4. Şirketi eğer gerekiyorsa elden çıkarmak ya da bütünüyle kapatmak (Murdock, 1977)
Graham Murdock (1977), bu iki kontrol düzeyi arasındaki geçişkenliğin altını çizdikten sonra üretimde nihai belirleyicinin, tahsisata dair kontrol işlevini üstlenenler olduğunu belirtmektedir. Marx’tan bu yana tahsisata dair kontrolün birincil kaynağı mülkiyet olarak görülmektedir. Ancak bu belirleme, medya sahiplerinin içerik üzerinde doğrudan kontrol sahibi oldukları ya da editoryal kararlara doğrudan müdahale ettikleri anlamına gelmez. Bu türden iddialar kamuoyunun gündemine sıkça taşınsa da, kapitalist medya işletmelerindeki kontrolün doğası doğrudan müdahaleye nadiren izin verir. Kapitalizm koşullarında medya sahipleri, medya yöneticileri ve daha alt seviyedeki emek gücü, çeşitli dolayım mekanizmaları ile kâr maksimizasyonu hedefine yönelmekte, aktörlerin aktif ya da pasif olarak katıldığı bir “yapılaşma” (bkz. Giddens, 1999) sürecinde sınıfsal gereklilikler içselleştirilmektedir. Bu bağlamda bireysel kapitalist, medya içeriğini doğrudan manipüle etmeyi genellikle düşünmediği gibi, bireysel gazeteci de, haber peşinde koşarken doğrudan şirket çıkarlarını düşünmez. Bunlar daha ziyade iki farklı özne konumunda içselleşmiştir. Son kertede medya içeriği, kapanmış bir söylem ve şirket çıkarlarını ileriye taşıyan, çoğunlukla kamusal yararın araçsallaştığı bir “meta” olarak karşımıza çıkar.
Medya sektöründe, tıpkı diğer büyük sermaye gruplarında olduğu gibi yönetici ekip, sahiplerden çok daha fazla ön planda gözükmekte ve kontrol gücünü sahiplerden daha fazla ellerinde tuttukları iddia edilmektedir. Dev iletişim ve medya şirketlerinin sahiplerinden daha çok CEO’ları (Chief Executive Officer) yine medya içeriklerinde boy göstermektedir. Bu tip yöneticileri medya endüstrisi bağlamında düşündüğümüzde karşımıza, operasyonel ve tahsisata dair kontrol birimlerinin son derece sıkı biçimde birbirlerinin içine girmiş olduğu bir şirket yapısı çıkmaktadır. Bu yapı içerisinde medya yöneticisi, mesleki ilke ya da kaygılarla hareket eden ücretli profesyonel değil, kâr maksimizasyonunda doğrudan çıkarı bulunan bir sermaye bileşenidir12.
12 Kapitalist üretim tarzında başat kontrol kaynağı olarak mülkiyeti önemsizleştirerek “yönetim” işlevini öne çıkaran “yönetici devrimi” tezi ve bu teze yönelik eleştiriler için Bakınız, Adaklı, 2006: 63–85.
· · · ·
- Alıştırma 1 -
Alıntı metne göre şu soruları yanıtlayın:
(a) Murdock'a göre üretimde nihai belirleyici kimlerdir?
(b) Marx'tan bu yana tahsisata dair kontrolün birincil kaynağı olarak ne görülmektedir?
(c) Medya sektöründeki şirket yapısı içinde medya yöneticisi nasıl nitelendirilmektedir?
- Alıştırma 2 -
Alıntı metnin “Medya sektöründe, tıpkı” sözcükleriyle başlayıp “bir sermaye bileşenidir12.” sözcükleri de dahil olmak üzere biten kısmını olduğu gibi yazın.
Kayıtların alıntı metinle herhangi bir bağlantısı bulunmamaktadır.
· · · ·
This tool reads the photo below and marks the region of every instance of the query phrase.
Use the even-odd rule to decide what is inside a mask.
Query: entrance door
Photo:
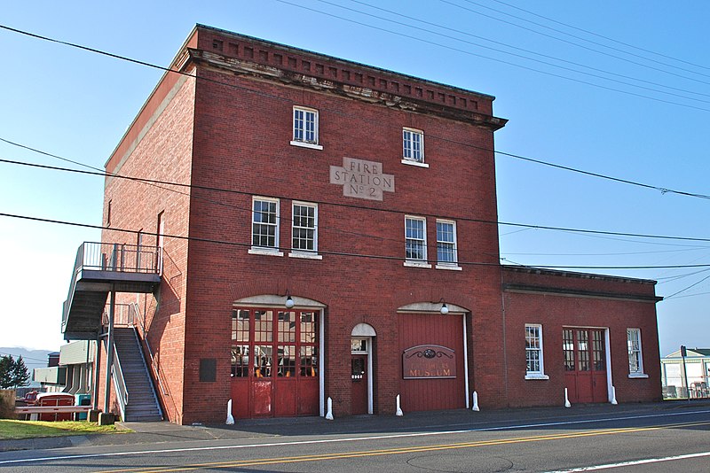
[[[603,329],[564,329],[564,387],[570,402],[609,400]]]
[[[351,411],[352,415],[367,414],[367,355],[351,355]]]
· · · ·
- Yazılı Yanıt 1 -
(a) Tahsisata dair kontrol işlevini üstlenenlerdir.
(b) Mülkiyet görülmektedir.
(c) Kâr maksimizasyonunda doğrudan çıkarı bulunan bir sermaye bileşeni olarak nitelendirilmektedir.

- Yazılı Yanıt 2 -
Medya sektöründe, tıpkı diğer büyük sermaye gruplarında olduğu gibi yönetici ekip, sahiplerden çok daha fazla ön planda gözükmekte ve kontrol gücünü sahiplerden daha fazla ellerinde tuttukları iddia edilmektedir. Dev iletişim ve medya şirketlerinin sahiplerinden daha çok CEO’ları (Chief Executive Officer) yine medya içeriklerinde boy göstermektedir. Bu tip yöneticileri medya endüstrisi bağlamında düşündüğümüzde karşımıza, operasyonel ve tahsisata dair kontrol birimlerinin son derece sıkı biçimde birbirlerinin içine girmiş olduğu bir şirket yapısı çıkmaktadır. Bu yapı içerisinde medya yöneticisi, mesleki ilke ya da kaygılarla hareket eden ücretli profesyonel değil, kâr maksimizasyonunda doğrudan çıkarı bulunan bir sermaye bileşenidir12.